-- SUPPLIED INFORMATION start --

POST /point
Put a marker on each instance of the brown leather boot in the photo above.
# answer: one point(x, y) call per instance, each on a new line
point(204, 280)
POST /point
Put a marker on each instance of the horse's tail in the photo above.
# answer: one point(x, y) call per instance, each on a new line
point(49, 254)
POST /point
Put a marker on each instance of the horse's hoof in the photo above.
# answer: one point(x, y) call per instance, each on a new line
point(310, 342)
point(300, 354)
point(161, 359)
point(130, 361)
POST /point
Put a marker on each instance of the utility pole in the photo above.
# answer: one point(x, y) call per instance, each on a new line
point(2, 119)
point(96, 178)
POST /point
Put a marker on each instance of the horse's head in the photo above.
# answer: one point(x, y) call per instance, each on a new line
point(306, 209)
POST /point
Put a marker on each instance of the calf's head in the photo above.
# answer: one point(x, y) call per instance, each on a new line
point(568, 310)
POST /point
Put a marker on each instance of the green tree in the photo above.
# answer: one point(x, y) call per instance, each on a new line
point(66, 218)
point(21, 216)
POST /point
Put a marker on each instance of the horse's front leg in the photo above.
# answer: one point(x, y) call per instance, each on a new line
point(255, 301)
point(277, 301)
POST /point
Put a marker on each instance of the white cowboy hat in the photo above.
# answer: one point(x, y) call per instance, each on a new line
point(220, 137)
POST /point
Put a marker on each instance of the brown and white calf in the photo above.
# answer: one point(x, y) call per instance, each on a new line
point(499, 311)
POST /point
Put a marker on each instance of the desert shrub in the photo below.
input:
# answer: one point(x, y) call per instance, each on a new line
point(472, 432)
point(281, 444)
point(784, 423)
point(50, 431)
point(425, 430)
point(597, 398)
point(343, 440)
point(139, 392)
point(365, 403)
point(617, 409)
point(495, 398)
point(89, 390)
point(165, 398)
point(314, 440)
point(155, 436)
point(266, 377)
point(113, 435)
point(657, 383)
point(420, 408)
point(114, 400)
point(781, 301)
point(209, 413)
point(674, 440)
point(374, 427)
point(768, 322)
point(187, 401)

-- SUPPLIED INFORMATION end --

REQUIREMENTS - Please convert every item above into a two-column CSV with the headers "text" and "answer", one row per item. Put each value in a single quoted field, and replace its line breaks with spaces.

SOLUTION FOR THIS PROBLEM -
text,answer
"POST /point Put a marker on each instance of the brown leather boot in the photo above. # answer: one point(x, y) call per instance, each on a new line","point(204, 280)"
"POST /point Put a marker on each instance of the horse's tail in the photo above. # answer: one point(x, y) call per instance, each on a new line","point(49, 254)"
"POST /point Put a marker on each instance of the horse's hoof in the photo above. # answer: one point(x, y) call per instance, each on a new line","point(310, 342) point(300, 354) point(161, 359) point(130, 361)"
"POST /point Put a marker on each instance of the utility pole in the photo above. # answer: one point(x, y) call per instance, each on a new line","point(2, 119) point(96, 178)"
"POST /point Put a marker on each instance of the horse's head in the photo above. # answer: one point(x, y) call per instance, each on a new line","point(306, 209)"
"POST /point Put a marker on each instance of the calf's head in the photo above. # answer: one point(x, y) call per instance, each on a new line","point(568, 310)"
"POST /point Put a marker on each instance of the green tree in the photo above. # answer: one point(x, y) call per instance, each on a new line","point(66, 218) point(21, 216)"
"POST /point Put a marker on each instance of the horse's front leg in the photo above. # answer: one point(x, y) call per instance, each on a new line","point(255, 301) point(277, 301)"
"POST /point Put a marker on each instance of the white cowboy hat in the photo above. # answer: one point(x, y) call per instance, each on a new line","point(220, 137)"
"POST /point Put a marker on each instance of the brown and white calf in the photo above. # answer: one point(x, y) call per instance, each on a new line","point(499, 311)"
"POST /point Put a marker on each instance of the desert shrub in the photo below. input: # answer: one point(x, y) call per instance, each on a new line","point(472, 432) point(281, 444) point(784, 423) point(50, 431) point(425, 430) point(597, 398) point(343, 440) point(139, 392) point(365, 403) point(617, 409) point(495, 398) point(89, 390) point(165, 398) point(314, 440) point(155, 436) point(266, 377) point(113, 435) point(657, 383) point(420, 408) point(114, 400) point(781, 301) point(209, 413) point(674, 440) point(374, 427) point(768, 322) point(187, 401)"